SET PROBLEM:
Convert the listing below into a Markdown table with two columns, No. and Text, giving each line a row number and its text and skipping blank lines. Leave the pictures out of the table.

#### RECORDS

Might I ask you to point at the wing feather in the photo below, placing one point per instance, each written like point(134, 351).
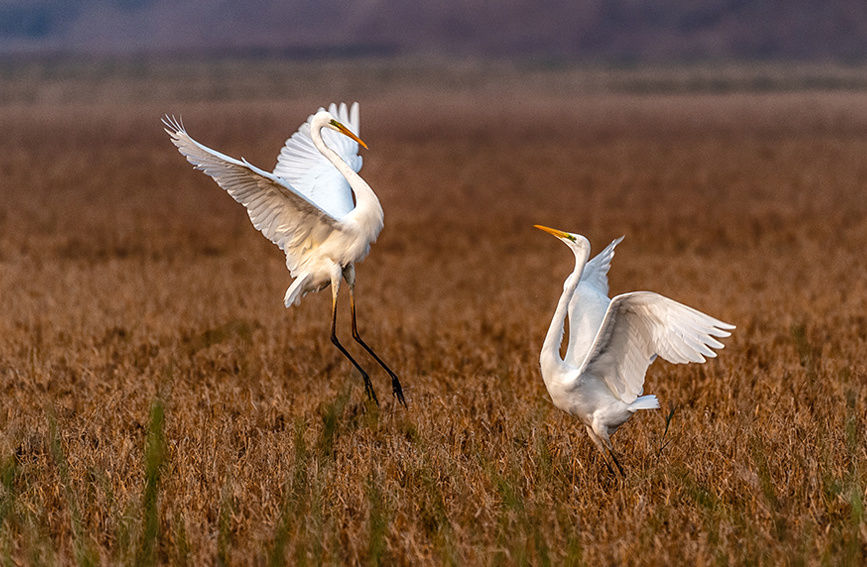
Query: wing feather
point(310, 172)
point(640, 325)
point(596, 270)
point(285, 216)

########

THE SOLUTION:
| No. | Text |
|---|---|
| 1 | Might I ask you to point at the wing feather in the photo below, placing one point per instance, each written like point(134, 351). |
| 2 | Query: wing feather |
| 3 | point(310, 172) |
| 4 | point(640, 325) |
| 5 | point(596, 270) |
| 6 | point(285, 216) |